Text for analysis:

++++

(2008)4Jeremy WheelerGuillermo del Toro and Co. have pulled off a fantastical feat of high entertainment in Hellboy II, a follow-up that bounds off its predecessor into new comedic and action-packed heights, giving this unlikely big screen hero a gleeful second installment that works its devilish tail off to satisfy and astound. Having already been through the rather transparent -- "This is who the big-horned fella is and yes, he's the leading man" schtick the first time around, round two finds its own groove as Mike Mignola's characters trounce through Del Toro's menagerie of fetishes, namely misunderstood monsters, clockwork gears, undying love, and a magical array of monsters that leaves the audience spellbound throughout its near-two-hour running time.
If one thing is for certain, it's that Ron Perlman was born to play this cat-loving demon with a heart of gold. His nuances under the makeup are effortless, as is his interaction with the movie's biggest surprise, that of gill-man and best bud, Abe Sapien. Performer Doug Jones dons the suit once more, but this time, is given the humble task of supplying the voice for the creature (taking the reins from Frasier's David Hyde Pierce) -- the result being a homerun straight out of one of the Hollywood's most unexpected playbooks. Abe and Hellboy are an endearing duo to be reckoned with, and with their dual romantic subplots, are given the chance to play off each other in wonderfully silly ways. And if there weren't enough laughs already with returning cast member Jeffrey Tambor, here comes the newest -- and most delightfully bizarre -- BPRD member, Johan Strauss, infectiously voiced to a Germanic hilt by Family Guy-guru, Seth MacFarlane. On the flipside, Luke Goss provides another intriguing villain that's not unlike his sorrowful portrayal of the tragic Shakespearean baddie in Del Toro's highly underrated Blade II.
Far separated from the sparse, atmospheric creation that makes up much of Mignola's comics, Hellboy II dares to cram as much creativity into every frame as possible, leaving no doubt that this big-screen incarnation is its own valid animal -- and one that's well worth the price of admission. From the exquisite production design to the top-notch creature effects, the film is eye candy of the highest order. Boasting the largest set of in-camera monster effects this side of Nightbreed, and featuring some of the most striking character conceptions of its time, Del Toro has crafted a uniquely beautiful creation that dazzles the eye as well as the heart. Add in its sharp comic instincts and wham-bam action and one gets a comic-book film that strives to deliver a rousing experience for audiences of all ages -- and really, who could ask for more than that?

++++

Natural language descriptions of regions:
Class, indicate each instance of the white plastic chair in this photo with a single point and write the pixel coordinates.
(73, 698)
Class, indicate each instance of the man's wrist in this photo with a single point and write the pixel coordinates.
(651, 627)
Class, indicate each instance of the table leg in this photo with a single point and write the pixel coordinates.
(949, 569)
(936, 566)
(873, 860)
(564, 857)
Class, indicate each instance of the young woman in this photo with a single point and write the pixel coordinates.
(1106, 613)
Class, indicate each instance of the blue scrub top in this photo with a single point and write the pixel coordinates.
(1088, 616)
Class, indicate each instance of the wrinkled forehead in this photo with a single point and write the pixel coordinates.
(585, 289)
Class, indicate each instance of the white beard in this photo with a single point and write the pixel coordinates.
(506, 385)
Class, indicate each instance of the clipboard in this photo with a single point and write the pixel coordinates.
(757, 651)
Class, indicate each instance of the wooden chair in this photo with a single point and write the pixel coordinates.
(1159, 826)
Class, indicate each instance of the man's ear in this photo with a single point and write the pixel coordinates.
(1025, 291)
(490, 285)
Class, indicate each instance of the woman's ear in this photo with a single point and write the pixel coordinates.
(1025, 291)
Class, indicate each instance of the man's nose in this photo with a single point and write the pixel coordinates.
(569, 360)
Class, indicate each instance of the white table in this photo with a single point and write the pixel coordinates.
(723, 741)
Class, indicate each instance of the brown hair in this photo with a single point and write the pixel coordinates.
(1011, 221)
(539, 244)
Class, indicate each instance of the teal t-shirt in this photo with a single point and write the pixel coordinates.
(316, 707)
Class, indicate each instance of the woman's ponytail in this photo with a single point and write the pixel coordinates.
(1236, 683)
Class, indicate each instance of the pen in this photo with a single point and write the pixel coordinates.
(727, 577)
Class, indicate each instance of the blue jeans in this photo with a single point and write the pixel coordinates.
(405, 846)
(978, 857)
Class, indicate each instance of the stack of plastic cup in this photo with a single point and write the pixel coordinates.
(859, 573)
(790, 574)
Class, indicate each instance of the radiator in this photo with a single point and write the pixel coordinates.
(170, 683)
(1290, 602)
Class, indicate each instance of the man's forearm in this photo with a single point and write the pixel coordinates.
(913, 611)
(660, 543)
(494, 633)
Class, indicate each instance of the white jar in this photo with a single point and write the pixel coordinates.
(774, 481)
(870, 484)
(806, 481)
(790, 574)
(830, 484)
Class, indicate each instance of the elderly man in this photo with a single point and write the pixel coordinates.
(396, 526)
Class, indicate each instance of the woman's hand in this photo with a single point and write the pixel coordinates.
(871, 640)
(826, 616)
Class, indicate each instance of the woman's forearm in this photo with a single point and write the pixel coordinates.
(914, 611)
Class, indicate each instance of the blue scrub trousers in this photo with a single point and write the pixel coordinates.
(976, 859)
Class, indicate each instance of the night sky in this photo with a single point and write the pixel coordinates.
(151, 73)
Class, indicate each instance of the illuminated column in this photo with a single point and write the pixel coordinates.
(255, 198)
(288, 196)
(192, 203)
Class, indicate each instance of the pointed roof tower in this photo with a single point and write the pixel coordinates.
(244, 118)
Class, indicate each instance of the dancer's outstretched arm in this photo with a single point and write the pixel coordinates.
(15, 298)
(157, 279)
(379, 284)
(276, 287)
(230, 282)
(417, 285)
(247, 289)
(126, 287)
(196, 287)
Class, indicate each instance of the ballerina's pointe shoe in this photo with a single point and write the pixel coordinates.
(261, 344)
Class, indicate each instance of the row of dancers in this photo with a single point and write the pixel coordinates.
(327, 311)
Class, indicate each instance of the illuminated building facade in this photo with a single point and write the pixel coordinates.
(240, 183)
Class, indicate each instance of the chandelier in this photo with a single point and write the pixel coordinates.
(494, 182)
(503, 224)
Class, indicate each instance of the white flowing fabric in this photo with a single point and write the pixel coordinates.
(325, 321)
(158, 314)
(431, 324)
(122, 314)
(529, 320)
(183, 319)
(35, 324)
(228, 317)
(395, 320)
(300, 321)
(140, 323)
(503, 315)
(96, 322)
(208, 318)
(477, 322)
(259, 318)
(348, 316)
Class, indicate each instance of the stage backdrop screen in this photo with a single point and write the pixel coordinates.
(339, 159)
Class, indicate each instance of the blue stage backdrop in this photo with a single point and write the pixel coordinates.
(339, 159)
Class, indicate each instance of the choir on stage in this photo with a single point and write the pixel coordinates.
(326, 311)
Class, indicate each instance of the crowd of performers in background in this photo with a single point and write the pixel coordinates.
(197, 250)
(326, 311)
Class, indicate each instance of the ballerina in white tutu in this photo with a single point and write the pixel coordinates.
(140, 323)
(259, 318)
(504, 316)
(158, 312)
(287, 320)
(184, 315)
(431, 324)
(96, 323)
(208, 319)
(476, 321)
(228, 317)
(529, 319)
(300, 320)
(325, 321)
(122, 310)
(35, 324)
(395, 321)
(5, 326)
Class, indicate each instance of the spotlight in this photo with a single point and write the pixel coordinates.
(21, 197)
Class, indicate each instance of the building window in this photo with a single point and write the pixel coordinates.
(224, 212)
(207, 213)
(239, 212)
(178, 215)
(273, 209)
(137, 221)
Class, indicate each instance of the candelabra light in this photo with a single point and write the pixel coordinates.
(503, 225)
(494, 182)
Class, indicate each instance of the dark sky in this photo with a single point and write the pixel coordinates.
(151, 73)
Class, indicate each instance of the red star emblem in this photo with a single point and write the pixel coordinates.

++++

Your assignment: Give the passage of the Hellboy II review between "Far separated from" and "more than that?", inclusive, with "eye candy" switched to "a visual feast".

Result:
Far separated from the sparse, atmospheric creation that makes up much of Mignola's comics, Hellboy II dares to cram as much creativity into every frame as possible, leaving no doubt that this big-screen incarnation is its own valid animal -- and one that's well worth the price of admission. From the exquisite production design to the top-notch creature effects, the film is a visual feast of the highest order. Boasting the largest set of in-camera monster effects this side of Nightbreed, and featuring some of the most striking character conceptions of its time, Del Toro has crafted a uniquely beautiful creation that dazzles the eye as well as the heart. Add in its sharp comic instincts and wham-bam action and one gets a comic-book film that strives to deliver a rousing experience for audiences of all ages -- and really, who could ask for more than that?